# Fiat 500 motor choice



## PThompson509 (Jul 9, 2009)

Howdy,

Something that light could easily use an AC50 or an AC35 without any trouble. If you don't want to bother with the transmission, talk to the factory (HPEVS) and get the Grazziano transaxle as well. A coworker of mine has a Kewet (smaller than your car) that just screams with the AC50 in it - she has a video on youtube showing her burn rubber with it. 

Cheers!
Peter


----------



## onegreenev (May 18, 2012)

> she has a video on youtube showing her burn rubber with it.



Link please. I'd love to see it.


----------



## PThompson509 (Jul 9, 2009)

onegreenev said:


> Link please. I'd love to see it.


Here ya go:
https://www.youtube.com/watch?v=JP5mHNFg4yc

There are others, but this is short and to the point. 

Cheers!


----------



## Snakub (Sep 8, 2008)

For me DC is a good option right now and I don't really have the money right now for a 4300 dollar system and I will be able to build the controller so it really doesn't make sense for me to go with that system. I will just put my free system in and spend the rest on lithium if this motor works for this size car  Some more facts about this motor its an advanced dc and it has a some sort of rating number on it AU25001-2-95H89 whatever that means and here are the pics I took.


----------



## EVfun (Mar 14, 2010)

I'll take a quick stab at what I would look for:

A 4 pole series wound motor for low end torque
About 70-80 pounds to handle an appropriate amount of power
Around 30 commutator bars so it can handle 90+ volts


----------



## Yabert (Feb 7, 2010)

Snakub said:


> For me DC is a good option right now..... I will just put my free system in and spend the rest on lithium


You are absolutely right about this!

Your motor seem similar than ADC A00-4009 http://evolveelectrics.com/ADC Motors.html
I think it's a bit small for your car. It will move it, but not very fastly and probably not over a hill. And it will overheat fast after few miles.
Do you have spec on the name plate?
What kind of performance do you expect (top speed, acceleration time)?


----------



## Snakub (Sep 8, 2008)

There's no info really on the motor name plate its all scratched off. I would like 60 mph and at least some performance up a hill like 40 mph and acceleration doesn't matter too much to me. If it can't do this what do you think would be a more appropriate motor that would fit in this small engine bay?


----------



## dragonsgate (May 19, 2012)

Snakub said:


> For me DC is a good option right now and I don't really have the money right now for a 4300 dollar system and I will be able to build the controller so it really doesn't make sense for me to go with that system. I will just put my free system in and spend the rest on lithium if this motor works for this size car  Some more facts about this motor its an advanced dc and it has a some sort of rating number on it AU25001-2-95H89 whatever that means and here are the pics I took.


Free can get expensive. I think the 500’s curb at 1,300 pounds. The motor you show does not look promising especially if you go the extra weight of lead acid batteries. You could put an AC35 or AC50 with 96 volt 100 amp hour lithium’s for a little under ten grand.

****************

The tasks:
**a)** Answer these from the Fiat 500 motor thread:
(i) What curb weight does dragonsgate give for the 500?
(ii) What top speed does Snakub want, and what speed up a hill?
(iii) About how many commutator bars does EVfun suggest, and for what voltage?
**b)** Add the next post to the Fiat 500 motor thread, following dragonsgate's reply.

****************

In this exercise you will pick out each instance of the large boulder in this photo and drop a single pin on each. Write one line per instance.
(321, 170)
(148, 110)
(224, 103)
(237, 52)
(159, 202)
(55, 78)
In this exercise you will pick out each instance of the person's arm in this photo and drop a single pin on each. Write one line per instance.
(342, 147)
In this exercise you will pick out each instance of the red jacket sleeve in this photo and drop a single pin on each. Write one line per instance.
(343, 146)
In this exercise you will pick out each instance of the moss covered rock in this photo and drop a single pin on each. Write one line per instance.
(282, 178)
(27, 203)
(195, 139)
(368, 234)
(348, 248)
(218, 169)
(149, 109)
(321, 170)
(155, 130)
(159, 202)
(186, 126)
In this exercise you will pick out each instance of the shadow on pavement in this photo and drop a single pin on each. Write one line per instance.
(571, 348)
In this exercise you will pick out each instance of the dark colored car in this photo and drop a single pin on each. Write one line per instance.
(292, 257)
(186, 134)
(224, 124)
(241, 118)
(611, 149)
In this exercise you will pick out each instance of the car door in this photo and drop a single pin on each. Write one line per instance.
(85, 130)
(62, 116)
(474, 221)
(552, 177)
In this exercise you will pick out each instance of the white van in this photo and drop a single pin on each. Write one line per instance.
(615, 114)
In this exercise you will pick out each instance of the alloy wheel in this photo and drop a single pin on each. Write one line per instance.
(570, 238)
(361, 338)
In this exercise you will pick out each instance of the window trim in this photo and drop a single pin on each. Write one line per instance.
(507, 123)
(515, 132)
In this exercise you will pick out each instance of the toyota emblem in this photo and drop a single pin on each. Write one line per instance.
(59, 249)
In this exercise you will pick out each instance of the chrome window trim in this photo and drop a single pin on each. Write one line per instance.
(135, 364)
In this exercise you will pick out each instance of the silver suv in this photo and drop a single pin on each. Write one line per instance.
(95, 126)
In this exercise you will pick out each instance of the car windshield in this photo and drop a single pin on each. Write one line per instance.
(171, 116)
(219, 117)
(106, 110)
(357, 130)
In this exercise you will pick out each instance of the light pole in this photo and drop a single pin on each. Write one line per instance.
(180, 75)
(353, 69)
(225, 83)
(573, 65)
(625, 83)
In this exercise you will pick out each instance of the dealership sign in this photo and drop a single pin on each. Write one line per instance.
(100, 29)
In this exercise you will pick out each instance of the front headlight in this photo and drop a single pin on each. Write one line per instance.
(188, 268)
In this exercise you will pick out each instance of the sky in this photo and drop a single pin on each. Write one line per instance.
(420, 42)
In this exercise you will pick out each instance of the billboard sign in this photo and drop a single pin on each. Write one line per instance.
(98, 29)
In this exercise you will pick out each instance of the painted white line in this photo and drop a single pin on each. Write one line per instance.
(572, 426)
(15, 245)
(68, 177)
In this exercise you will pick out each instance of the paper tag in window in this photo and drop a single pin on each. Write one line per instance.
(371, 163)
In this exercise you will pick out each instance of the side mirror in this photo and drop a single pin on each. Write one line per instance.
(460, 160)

****************

Exercise results:
**a)**
(i) About 1,300 pounds.
(ii) 60 mph, and about 40 mph up a hill.
(iii) Around 30 bars, so the motor can handle 90+ volts.

**b)**
----------



## Snakub (Sep 8, 2008)

The 1959 fiat weighs in at about 1000 lbs with gas components I would say it weighs less than 900 stripped. With a 72 volt pack of 9 trojan 8 volt batteries weighing 63 lbs each that's 567 lb's so we'll say 1450 curb weight. So if a 140 lb warp 9 can move around a 4200 lb vehicle like my e truck why couldn't a 50 lb motor move around a vehicle nearly with nearly three times less weight??


----------



## major (Apr 4, 2008)

Snakub said:


> There's no info really on the motor name plate its all scratched off. I would like 60 mph and at least some performance up a hill like 40 mph and acceleration doesn't matter too much to me. If it can't do this what do you think would be a more appropriate motor that would fit in this small engine bay?


Hi snak,

Finally got some performance expectations from you  Even in such a small car, I suspect this motor will be marginal. It probably will get to 60 mph with 72 volts and the right gear, but won't maintain it for long until overheating sits in. You may lengthen that time with forced air cooling of the motor.

It appears to be a 6.6 inch diameter series wound traction motor from a 36 or 48 volt Clark lift truck, three wheeler I think, with dual drive motors. For that application it likely was rated at 3 to 4 hp for one hour using just the internal fan for cooling. With extra cooling and 72 volts you may push it up to the likes of a 6 to 8 hp motor.

The spline is likely an involute profile. I hope the coupler you found matches. You may want to try to gauge the hardness of the coupler to determine if it is softer than the shaft. You want it to wear first not the motor shaft. You'll need to support the coupled shaft with bearings and assemble with exact alignment and then lubricate the spline.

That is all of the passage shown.